GIVEN TEXT:

*** Block opens ***

Judge Timothy Canning refused this morning to release an inmate who is threatening a lawsuit over the pandemic-caused delay in his criminal case.
Robert Dell Warner, 32, demanded to contact “the embassy’ or have his case referred to a higher court.
Otherwise, “I’m going to sue the shit out of this place.”
“I feel like a prisoner,” said Warner, who has been in jail since Jan. 26. “I haven’t been convicted of anything. I’ve been in here for a long time … how do I get ahold of the embassy?”
He didn’t say which embassy. Warner appears to be Caucasian.
According to jail records, Warner is charged with assault likely to inflict great bodily injury, assault during the commission of a felony and battery causing great bodily injury. His trial is set for June 22, but it’s uncertain whether the courthouse will be open by then.
Warner, as well as his attorney and the prosecutor, communicated this morning by video camera.
Deputy Conflict Counsel April Van Dyke pointed out Warner has been behind bars for six months, which adds up to a year with his good-time credits. She asked Canning to free Warner while he is awaiting trial.
“He should be released,” Van Dyke said, “to keep his rights intact.”

*** Block closes ***

THE PROBLEM: Can you copy the stretch of the news story about the inmate's hearing from "Judge Timothy Canning" through "a higher court." word for word? The data that comes next has nothing to do with the news story about the inmate's hearing.

SUPPLIED MATERIAL:
*** Block opens ***

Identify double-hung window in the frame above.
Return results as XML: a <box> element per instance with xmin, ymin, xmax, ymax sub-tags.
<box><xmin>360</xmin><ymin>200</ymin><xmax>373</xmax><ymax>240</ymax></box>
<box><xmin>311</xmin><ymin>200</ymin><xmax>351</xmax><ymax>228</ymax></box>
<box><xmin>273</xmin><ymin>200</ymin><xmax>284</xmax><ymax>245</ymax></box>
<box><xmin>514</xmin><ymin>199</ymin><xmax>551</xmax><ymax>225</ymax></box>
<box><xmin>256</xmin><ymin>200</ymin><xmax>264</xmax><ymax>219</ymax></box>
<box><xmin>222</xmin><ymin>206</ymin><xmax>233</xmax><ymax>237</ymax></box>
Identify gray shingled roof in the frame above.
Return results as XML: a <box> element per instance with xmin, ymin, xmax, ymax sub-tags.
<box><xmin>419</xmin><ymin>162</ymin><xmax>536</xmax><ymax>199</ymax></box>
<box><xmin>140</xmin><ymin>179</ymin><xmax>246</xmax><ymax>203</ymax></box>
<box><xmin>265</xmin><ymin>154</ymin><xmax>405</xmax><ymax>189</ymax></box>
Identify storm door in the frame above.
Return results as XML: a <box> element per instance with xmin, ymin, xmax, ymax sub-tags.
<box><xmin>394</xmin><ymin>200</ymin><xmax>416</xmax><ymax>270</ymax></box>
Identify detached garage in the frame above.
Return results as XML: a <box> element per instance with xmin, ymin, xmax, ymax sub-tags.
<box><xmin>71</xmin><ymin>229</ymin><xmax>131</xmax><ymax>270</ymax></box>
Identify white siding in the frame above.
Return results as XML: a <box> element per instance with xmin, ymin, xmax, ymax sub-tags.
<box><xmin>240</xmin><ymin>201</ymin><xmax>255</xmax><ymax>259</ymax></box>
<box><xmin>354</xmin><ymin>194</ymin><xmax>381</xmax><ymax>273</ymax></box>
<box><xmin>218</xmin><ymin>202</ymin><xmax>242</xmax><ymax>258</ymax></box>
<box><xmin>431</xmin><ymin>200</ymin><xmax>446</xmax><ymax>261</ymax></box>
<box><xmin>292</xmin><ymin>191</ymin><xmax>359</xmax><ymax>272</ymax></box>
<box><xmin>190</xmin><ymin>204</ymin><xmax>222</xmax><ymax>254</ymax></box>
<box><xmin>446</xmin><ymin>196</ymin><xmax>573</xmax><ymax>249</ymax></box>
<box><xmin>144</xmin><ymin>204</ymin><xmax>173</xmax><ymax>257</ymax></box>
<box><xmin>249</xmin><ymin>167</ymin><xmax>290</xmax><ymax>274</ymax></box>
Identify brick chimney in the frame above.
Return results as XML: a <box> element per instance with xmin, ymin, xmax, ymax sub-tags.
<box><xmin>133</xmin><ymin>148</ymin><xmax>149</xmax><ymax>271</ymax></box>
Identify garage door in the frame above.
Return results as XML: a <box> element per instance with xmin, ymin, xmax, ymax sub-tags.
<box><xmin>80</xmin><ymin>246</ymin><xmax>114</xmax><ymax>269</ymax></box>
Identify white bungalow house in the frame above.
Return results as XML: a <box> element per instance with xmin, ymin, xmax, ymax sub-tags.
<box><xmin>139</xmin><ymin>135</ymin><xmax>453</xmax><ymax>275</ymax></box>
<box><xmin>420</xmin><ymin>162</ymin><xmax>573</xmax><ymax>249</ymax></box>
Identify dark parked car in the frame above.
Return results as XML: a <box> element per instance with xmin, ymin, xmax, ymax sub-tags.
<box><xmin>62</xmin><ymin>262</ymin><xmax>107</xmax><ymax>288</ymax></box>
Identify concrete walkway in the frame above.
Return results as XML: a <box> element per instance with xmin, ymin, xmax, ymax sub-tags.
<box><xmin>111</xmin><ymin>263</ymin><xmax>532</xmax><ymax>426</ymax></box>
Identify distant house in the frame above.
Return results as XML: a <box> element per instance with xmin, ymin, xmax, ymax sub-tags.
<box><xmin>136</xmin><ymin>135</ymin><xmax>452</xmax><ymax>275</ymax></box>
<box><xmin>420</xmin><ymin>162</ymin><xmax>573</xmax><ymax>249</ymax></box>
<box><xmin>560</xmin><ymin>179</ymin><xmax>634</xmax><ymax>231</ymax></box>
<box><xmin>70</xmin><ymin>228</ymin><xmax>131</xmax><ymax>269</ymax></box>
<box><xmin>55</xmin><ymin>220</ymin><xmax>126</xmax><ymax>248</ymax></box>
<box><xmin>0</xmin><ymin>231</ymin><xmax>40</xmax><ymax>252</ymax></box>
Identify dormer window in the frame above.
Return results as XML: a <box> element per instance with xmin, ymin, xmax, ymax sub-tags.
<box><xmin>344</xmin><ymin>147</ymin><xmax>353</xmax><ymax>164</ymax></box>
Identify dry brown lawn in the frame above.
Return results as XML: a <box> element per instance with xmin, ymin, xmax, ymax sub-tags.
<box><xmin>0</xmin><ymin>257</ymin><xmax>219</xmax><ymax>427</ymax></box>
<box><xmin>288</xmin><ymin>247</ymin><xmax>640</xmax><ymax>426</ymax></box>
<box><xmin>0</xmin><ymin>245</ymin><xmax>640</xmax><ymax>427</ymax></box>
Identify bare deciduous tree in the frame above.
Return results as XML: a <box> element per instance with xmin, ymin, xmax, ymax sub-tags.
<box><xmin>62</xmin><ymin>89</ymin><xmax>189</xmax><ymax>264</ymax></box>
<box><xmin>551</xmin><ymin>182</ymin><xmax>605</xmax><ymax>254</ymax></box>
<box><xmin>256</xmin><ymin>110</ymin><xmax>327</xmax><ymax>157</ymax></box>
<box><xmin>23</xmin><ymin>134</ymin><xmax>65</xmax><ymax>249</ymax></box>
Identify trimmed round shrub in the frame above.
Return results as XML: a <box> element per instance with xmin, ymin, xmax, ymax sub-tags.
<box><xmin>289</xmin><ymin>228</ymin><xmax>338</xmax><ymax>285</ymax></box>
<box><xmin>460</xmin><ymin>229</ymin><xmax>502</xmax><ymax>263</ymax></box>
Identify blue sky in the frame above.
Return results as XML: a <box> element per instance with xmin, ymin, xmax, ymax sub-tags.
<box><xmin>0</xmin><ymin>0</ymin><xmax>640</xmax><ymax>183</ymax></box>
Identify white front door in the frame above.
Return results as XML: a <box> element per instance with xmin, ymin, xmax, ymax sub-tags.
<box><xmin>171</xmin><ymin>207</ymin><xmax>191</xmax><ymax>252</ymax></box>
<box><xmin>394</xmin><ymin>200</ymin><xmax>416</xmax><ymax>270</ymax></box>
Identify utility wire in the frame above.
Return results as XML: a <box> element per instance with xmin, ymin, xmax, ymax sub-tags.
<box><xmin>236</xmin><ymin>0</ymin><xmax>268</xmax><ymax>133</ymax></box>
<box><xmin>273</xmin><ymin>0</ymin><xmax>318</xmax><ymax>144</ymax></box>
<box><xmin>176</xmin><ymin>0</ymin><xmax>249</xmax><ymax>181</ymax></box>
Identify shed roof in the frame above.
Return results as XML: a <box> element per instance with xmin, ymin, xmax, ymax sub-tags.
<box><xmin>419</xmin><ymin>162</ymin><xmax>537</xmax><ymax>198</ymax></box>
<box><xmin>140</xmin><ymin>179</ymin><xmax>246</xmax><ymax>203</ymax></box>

*** Block closes ***

ANSWER TO THE PROBLEM:
Judge Timothy Canning refused this morning to release an inmate who is threatening a lawsuit over the pandemic-caused delay in his criminal case.
Robert Dell Warner, 32, demanded to contact “the embassy’ or have his case referred to a higher court.